=== Entries supplied ===
┌──
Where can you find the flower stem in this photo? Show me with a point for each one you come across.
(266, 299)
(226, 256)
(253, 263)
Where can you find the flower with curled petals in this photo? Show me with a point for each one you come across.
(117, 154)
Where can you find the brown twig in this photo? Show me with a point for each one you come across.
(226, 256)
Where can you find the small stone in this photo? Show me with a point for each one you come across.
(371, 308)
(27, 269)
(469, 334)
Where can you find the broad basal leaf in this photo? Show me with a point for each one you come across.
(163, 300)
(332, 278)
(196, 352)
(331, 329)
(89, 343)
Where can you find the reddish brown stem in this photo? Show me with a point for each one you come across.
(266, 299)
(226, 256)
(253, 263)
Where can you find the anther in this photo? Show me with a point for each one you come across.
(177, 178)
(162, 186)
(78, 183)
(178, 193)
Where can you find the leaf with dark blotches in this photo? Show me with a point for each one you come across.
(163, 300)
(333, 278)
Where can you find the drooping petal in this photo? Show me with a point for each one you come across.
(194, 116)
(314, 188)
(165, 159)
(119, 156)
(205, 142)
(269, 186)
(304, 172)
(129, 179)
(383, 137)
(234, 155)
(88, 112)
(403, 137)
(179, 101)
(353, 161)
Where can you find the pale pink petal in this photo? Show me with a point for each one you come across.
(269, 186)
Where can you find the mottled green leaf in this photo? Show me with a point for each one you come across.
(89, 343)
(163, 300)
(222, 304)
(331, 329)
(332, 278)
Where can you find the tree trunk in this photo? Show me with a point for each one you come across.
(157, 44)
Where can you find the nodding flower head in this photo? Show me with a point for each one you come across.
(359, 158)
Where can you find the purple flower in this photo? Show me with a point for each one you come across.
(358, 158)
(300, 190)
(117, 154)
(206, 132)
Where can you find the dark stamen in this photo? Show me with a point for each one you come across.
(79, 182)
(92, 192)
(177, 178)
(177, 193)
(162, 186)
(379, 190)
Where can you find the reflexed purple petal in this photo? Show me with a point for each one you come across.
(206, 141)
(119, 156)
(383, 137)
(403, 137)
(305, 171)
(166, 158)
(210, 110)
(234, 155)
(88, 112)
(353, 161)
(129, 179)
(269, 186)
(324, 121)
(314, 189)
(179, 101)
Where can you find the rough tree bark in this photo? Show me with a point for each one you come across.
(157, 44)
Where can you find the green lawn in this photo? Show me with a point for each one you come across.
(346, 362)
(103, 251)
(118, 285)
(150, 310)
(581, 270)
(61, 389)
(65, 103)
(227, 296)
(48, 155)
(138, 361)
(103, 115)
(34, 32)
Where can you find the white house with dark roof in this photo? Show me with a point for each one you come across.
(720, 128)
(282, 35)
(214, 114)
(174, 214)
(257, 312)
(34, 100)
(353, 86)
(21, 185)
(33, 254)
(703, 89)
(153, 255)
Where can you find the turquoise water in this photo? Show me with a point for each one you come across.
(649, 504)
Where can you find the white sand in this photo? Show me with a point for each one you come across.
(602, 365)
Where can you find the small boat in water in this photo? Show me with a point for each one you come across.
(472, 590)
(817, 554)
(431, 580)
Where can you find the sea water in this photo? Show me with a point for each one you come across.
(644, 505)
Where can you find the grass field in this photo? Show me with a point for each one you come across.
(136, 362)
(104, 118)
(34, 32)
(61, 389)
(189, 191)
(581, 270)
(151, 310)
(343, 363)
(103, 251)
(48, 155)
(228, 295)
└──
=== Task prompt ===
Please output every row above as a two-column CSV with the header input,output. Each row becomes one line, with its text in input and its answer in output, each field quoted and any line breaks changed to spaces.

=== Solved problem ===
input,output
"Where can you find the flower stem in this photo? Show me with a point for each one you come across.","(266, 299) (226, 256) (253, 263)"
"Where can you find the flower with curled petals in this photo? Show me with a point for each one you come across.","(117, 154)"
"Where can you find the brown twig in this photo? Show me with a point for each one you come across.","(226, 256)"
"Where can you find the small stone in this photo? Show me with a point for each one you come across.","(371, 308) (27, 269) (469, 334)"
"Where can you find the broad basal leaf in this photo? Show me with a point for each one you come across.","(163, 300) (332, 278) (196, 352) (331, 329) (89, 343)"
"Where can you find the reddish brown stem in this photo? Show me with a point for each one you come across.","(266, 299) (226, 256) (253, 263)"
"Where can you find the anther in this photo? Show me with a point for each one you come across.","(177, 178) (162, 186) (78, 183) (178, 193)"
"Where can you find the leaf with dark blotches in this photo? Show me with a point for each one you come across.","(163, 300) (333, 278)"
"Where can you find the drooping petal in this photo? Show me with a point for each one you come across.","(194, 116) (314, 188) (165, 159) (119, 156) (205, 142) (269, 186) (304, 172) (129, 179) (383, 137) (234, 155) (88, 112) (403, 137) (179, 101) (353, 161)"
"Where can you find the pale pink petal in this photo? Show me with a point for each one you come across.","(269, 186)"
"Where can you find the mottled green leaf in this photo? Show me with a point for each one you come across.","(89, 343) (163, 300) (222, 304) (331, 329) (332, 278)"
"Where can you find the tree trunk in this photo? Show me with a point for each one you come across.","(157, 44)"
"Where can you find the nodding flower head in this photo? Show me with a point for each one you come across.","(359, 158)"
"Where can you find the purple flower in this photo? Show me with a point for each one you come across.","(358, 158) (300, 190) (117, 154) (206, 132)"
"Where can you find the dark stamen in this photo? Show me with a point for each one you come across.","(79, 182) (92, 192) (177, 178) (177, 193) (162, 186) (379, 190)"
"Where can you find the reflexed purple petal in this photo? Show me with a point for each one you come across.","(206, 141) (119, 156) (383, 137) (403, 137) (305, 171) (166, 158) (210, 110) (234, 155) (88, 112) (353, 161) (129, 179) (269, 186) (324, 121) (314, 189) (179, 101)"
"Where can you find the rough tree bark in this photo? Show me with a point for each one you come across.","(157, 44)"
"Where can you find the green lawn in this photo? Show me with a point for each one you come across.","(346, 362) (103, 251) (118, 285) (150, 310) (581, 270) (61, 389) (65, 103) (227, 296) (48, 155) (138, 361) (103, 115) (34, 32)"
"Where can you find the white house with dark roof in this photo? Show me with a point for each one you come across.","(720, 128) (282, 35) (214, 114) (174, 214) (257, 312) (34, 100) (353, 86) (21, 185) (33, 254) (703, 89) (153, 255)"
"Where can you find the turquoise water in this photo? Show me with a point for each one you come across.","(649, 504)"
"Where can you find the white sand in this photo? Show me with a point for each one you come across.","(602, 365)"
"Where can you find the small boat in water in this photo? Show me with a point for each one you come across.","(472, 590) (817, 554) (431, 580)"
"Where can you find the sea water in this photo? Show me with a point for each one you come across.","(644, 505)"
"Where can you find the grass field in this photo? Show me with a point for each one you come across.","(136, 362) (104, 118) (34, 32) (61, 389) (189, 191) (581, 270) (151, 310) (343, 363) (103, 251) (48, 155) (228, 295)"